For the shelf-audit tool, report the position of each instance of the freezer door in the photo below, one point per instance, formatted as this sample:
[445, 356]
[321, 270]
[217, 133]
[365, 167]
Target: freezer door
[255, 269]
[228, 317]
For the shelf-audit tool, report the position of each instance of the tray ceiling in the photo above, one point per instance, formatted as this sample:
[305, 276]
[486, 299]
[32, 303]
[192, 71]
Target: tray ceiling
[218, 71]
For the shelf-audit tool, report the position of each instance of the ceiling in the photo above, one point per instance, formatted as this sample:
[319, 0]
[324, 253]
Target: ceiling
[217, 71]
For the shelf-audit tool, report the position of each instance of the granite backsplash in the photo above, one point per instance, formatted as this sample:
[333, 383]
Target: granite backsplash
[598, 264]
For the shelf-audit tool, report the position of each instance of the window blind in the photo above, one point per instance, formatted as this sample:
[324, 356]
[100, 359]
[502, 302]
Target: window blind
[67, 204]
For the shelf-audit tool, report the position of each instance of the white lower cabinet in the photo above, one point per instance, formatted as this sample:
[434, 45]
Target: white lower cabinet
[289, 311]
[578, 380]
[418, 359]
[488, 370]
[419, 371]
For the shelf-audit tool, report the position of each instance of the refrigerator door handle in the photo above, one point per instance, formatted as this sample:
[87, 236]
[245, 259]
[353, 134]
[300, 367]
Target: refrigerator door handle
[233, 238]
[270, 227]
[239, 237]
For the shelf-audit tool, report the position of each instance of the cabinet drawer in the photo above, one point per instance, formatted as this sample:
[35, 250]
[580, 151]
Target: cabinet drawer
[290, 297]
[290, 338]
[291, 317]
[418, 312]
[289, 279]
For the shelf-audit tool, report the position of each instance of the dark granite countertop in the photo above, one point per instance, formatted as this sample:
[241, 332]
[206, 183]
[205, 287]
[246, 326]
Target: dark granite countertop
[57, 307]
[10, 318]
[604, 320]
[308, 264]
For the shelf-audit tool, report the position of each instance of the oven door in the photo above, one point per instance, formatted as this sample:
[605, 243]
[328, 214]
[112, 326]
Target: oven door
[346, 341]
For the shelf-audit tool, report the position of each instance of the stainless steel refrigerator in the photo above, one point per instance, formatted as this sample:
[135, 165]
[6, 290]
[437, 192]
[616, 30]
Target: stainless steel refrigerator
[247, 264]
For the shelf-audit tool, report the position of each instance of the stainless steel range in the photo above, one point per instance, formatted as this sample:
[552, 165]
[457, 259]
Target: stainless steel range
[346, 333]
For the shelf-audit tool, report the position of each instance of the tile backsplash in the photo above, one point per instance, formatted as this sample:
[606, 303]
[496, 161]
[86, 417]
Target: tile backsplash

What you will do
For each line of the listing that holds the word "tile", show that line.

The answer
For the shelf-audit tool, report the position of each instance of the tile backsplash in the photo above, one point per instance, formatted as this sample:
Target: tile backsplash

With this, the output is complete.